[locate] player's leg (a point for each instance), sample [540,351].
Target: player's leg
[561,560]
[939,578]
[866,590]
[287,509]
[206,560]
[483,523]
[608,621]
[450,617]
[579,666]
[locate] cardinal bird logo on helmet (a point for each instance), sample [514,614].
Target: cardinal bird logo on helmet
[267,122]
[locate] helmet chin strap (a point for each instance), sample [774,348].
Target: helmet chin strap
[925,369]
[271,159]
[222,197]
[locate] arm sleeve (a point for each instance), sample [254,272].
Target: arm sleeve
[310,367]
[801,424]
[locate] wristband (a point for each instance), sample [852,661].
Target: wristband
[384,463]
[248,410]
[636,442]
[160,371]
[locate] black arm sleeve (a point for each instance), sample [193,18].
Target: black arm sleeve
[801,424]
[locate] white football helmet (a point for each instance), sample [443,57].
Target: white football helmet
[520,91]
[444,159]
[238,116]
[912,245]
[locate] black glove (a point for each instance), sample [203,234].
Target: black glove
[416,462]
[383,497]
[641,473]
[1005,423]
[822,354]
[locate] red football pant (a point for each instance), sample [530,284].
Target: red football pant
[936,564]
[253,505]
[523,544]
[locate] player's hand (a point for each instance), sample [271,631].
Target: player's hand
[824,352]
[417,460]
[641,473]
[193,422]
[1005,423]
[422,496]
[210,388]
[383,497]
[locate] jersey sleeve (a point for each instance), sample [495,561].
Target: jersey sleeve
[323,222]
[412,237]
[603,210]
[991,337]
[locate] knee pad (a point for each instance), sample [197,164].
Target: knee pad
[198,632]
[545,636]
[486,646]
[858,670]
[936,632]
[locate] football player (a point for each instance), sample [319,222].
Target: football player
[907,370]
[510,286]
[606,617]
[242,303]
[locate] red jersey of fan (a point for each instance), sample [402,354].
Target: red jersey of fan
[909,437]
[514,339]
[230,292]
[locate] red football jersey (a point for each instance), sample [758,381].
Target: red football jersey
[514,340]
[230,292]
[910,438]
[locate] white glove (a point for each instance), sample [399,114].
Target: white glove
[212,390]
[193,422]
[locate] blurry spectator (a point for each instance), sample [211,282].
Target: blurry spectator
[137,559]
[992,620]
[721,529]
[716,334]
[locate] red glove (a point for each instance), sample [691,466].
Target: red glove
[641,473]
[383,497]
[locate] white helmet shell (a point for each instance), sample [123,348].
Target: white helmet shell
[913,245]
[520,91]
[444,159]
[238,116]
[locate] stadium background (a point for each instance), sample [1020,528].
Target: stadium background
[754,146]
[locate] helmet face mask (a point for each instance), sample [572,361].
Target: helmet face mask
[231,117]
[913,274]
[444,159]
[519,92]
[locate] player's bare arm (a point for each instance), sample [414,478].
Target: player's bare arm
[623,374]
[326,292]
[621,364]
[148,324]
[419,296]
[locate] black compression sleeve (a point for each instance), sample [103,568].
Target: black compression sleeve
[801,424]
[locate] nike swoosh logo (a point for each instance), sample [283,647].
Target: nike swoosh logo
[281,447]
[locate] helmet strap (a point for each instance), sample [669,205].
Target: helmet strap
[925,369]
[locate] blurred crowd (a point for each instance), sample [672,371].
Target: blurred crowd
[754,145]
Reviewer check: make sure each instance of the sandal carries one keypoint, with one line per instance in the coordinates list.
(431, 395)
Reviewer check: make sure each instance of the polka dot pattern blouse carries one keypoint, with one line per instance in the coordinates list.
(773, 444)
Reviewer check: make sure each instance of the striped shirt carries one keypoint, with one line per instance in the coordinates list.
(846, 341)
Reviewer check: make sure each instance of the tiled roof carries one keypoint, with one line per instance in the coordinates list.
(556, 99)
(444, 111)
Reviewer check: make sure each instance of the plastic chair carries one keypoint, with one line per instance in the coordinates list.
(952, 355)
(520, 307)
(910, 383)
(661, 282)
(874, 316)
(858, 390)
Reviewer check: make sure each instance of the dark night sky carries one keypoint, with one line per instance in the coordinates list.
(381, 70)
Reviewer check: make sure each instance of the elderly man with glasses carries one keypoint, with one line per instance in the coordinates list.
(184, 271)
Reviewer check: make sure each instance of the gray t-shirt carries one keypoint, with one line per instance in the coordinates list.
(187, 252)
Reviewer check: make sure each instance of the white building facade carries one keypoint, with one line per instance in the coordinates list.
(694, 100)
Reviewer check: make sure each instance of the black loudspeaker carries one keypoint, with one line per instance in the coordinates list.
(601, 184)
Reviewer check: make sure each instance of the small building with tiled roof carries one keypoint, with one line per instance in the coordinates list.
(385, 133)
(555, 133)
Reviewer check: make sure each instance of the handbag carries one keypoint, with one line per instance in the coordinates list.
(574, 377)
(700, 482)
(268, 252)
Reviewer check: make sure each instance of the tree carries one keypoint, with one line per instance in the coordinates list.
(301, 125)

++++

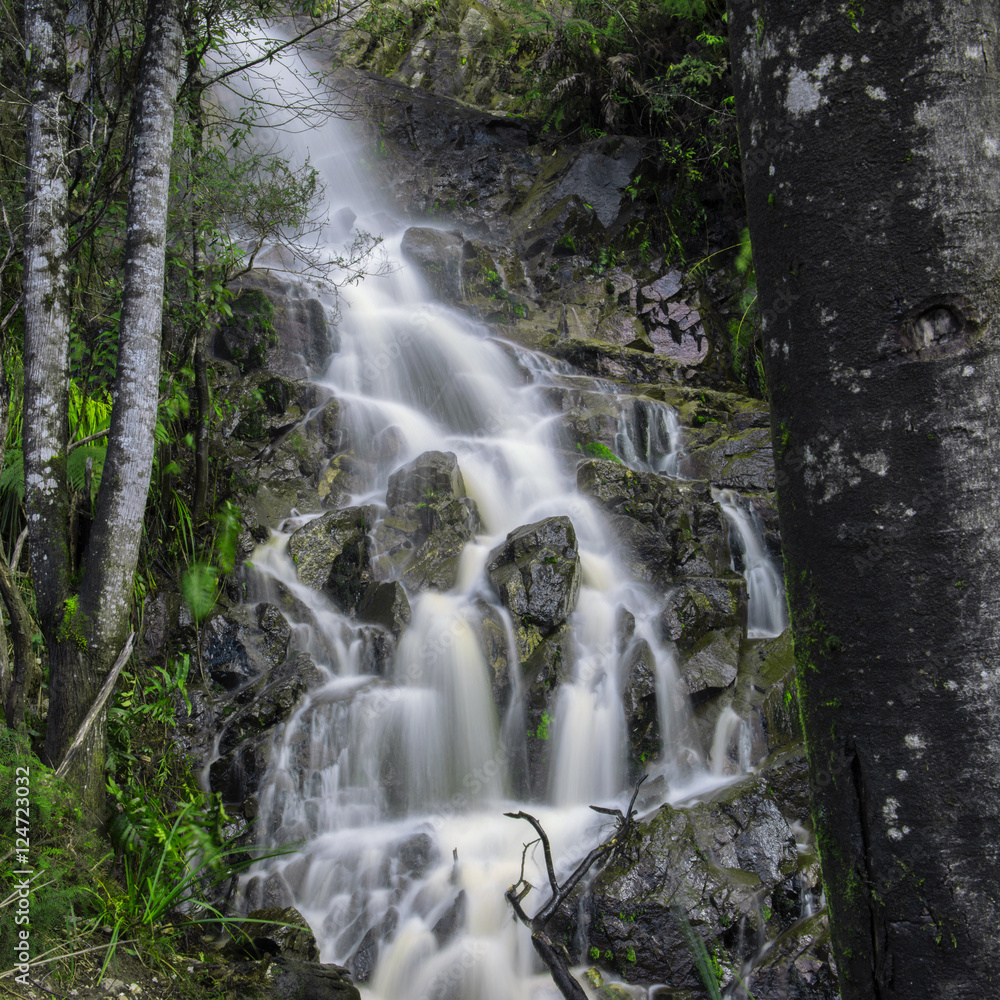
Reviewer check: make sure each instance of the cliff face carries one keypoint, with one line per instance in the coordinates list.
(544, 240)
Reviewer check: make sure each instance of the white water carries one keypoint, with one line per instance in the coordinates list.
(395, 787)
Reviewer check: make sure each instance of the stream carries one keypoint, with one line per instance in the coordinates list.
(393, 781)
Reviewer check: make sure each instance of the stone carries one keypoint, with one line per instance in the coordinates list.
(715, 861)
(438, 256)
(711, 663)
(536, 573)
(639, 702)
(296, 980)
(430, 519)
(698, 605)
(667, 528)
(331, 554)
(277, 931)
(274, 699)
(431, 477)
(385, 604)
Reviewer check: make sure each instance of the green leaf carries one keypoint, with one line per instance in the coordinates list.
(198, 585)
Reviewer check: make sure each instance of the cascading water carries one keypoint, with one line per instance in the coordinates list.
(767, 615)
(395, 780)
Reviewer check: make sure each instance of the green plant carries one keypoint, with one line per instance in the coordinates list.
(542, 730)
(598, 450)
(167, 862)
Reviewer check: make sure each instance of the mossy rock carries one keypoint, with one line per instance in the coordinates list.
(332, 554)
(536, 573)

++++

BRIEF:
Beginning with the line above that contains "Target: cardinal bird logo on helmet", copy each line exactly up to and including the line that contains "[locate] jersey sleeve", and go no further.

RESULT OF THIS EXERCISE:
Target: cardinal bird logo on helmet
[267,122]
[locate] helmet chin strap (a point for each instance), sample [774,348].
Target: helmet chin strap
[925,369]
[271,159]
[222,197]
[locate] arm sleeve (a point for each instance), sample [254,272].
Target: arm sleeve
[310,367]
[801,424]
[locate] wristband (a point for each instance), sample [852,661].
Target: wristband
[384,463]
[248,410]
[636,442]
[160,371]
[locate] black arm sleeve (a point for each instance), sample [193,18].
Target: black arm sleeve
[801,424]
[locate] white football helmet (a point for each instance), sample [443,57].
Target: white football helmet
[520,91]
[444,159]
[238,116]
[912,245]
[locate] black glove (a point for each instance), sample [203,234].
Target: black glove
[416,462]
[383,497]
[641,473]
[1005,423]
[822,354]
[locate] red football pant (a point for each instance), sample [530,284].
Target: red football pant
[936,564]
[253,505]
[523,544]
[locate] player's hand (a point for each instance), sample [271,631].
Target: player's hand
[824,352]
[417,460]
[641,473]
[193,422]
[1005,423]
[422,496]
[210,388]
[383,497]
[locate] jersey sleeve (a point for each instance), sample [495,561].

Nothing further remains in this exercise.